## Source extract:
By Layla
Gosh: Tokyo. If this were just any holiday, we’d have been
thrilled to see Tokyo, but when you’re about to live somewhere for several
years, there is a whole new level of thrill: anticipation, trepidation, mild
terror… And of course it was raining.
We dashed through the downpour to a waiting car that drove
us directly to the apartment we’ll be moving into next week til the end of
August so we could make various key decisions about the furniture. In a daze,
we ambled from room to room of our empty new home, finding life quite
remarkable and the specifics of which chest of drawers to keep inappropriately
prosaic. Afterwards we were whisked to Roz’s place of work for various welcome
meetings, and installed in our temporary apartment (til the other one is
ready). And then the rain went off and we walked around the Imperial Palace
moat to Ginza and Annam, apparently the best Indian restaurant in Tokyo. We gorged on
paneer and toasted our new life… but first, three days of vehemently being on
holiday.
Up bright and early thanks to inadequate curtains, we were
ready for action! We invested in monthly underground train passes and were
extremely smug about this (til later that day when we learned that not all
underground lines belong to the same company…) And then off we zoomed. First
stop: Shibuya!

## Data listing:

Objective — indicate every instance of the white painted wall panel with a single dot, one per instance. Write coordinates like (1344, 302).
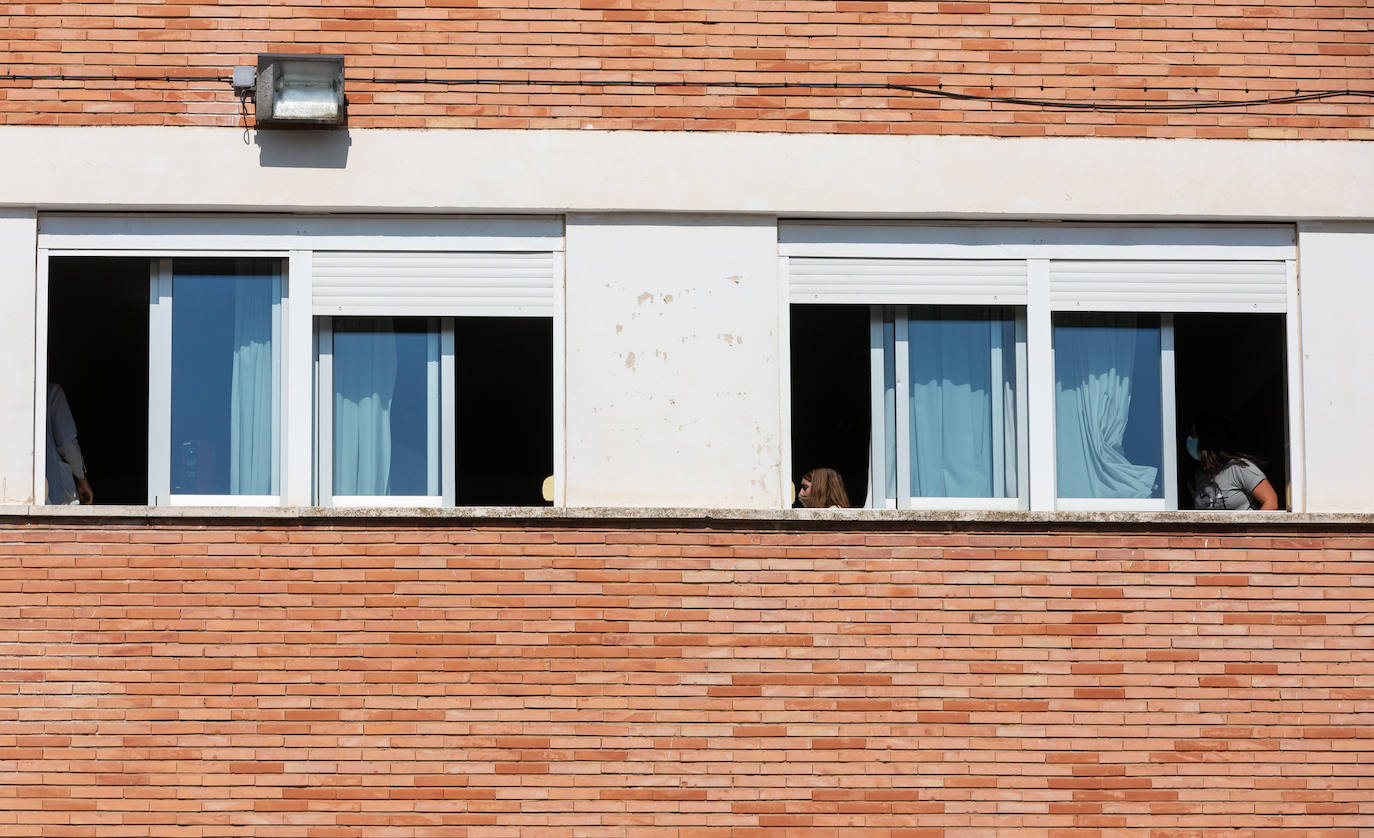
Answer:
(1336, 279)
(18, 297)
(673, 370)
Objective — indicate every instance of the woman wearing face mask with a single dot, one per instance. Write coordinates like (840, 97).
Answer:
(1226, 478)
(823, 489)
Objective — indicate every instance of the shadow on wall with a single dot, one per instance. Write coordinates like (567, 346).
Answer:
(302, 147)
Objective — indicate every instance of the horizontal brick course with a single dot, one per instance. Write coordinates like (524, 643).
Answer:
(65, 55)
(730, 680)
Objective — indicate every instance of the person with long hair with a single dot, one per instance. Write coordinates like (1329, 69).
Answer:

## What is asked:
In the Tokyo blog post, what kind of passes did the writer and companion buy after waking early?

## Problem solution:
Monthly underground train passes